##### Source data #####

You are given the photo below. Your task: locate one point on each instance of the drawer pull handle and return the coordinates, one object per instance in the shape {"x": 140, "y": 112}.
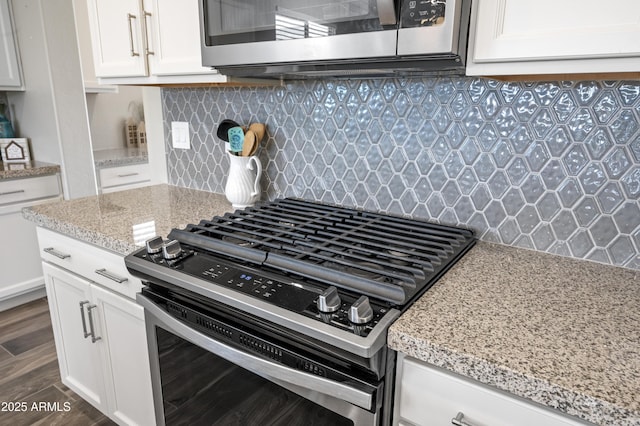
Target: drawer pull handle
{"x": 18, "y": 191}
{"x": 130, "y": 17}
{"x": 91, "y": 329}
{"x": 84, "y": 322}
{"x": 147, "y": 51}
{"x": 56, "y": 253}
{"x": 111, "y": 276}
{"x": 458, "y": 420}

#####

* **Activity**:
With the pictures set aside, write out the whole listing exactly.

* **Solved exercise**:
You are given the photo below. Your task: locate one point on each instance of the drawer pull handle and return the coordinates, one object per instance in the shape {"x": 140, "y": 112}.
Target: drawer pull handle
{"x": 18, "y": 191}
{"x": 130, "y": 17}
{"x": 91, "y": 329}
{"x": 84, "y": 322}
{"x": 147, "y": 51}
{"x": 56, "y": 253}
{"x": 111, "y": 276}
{"x": 458, "y": 420}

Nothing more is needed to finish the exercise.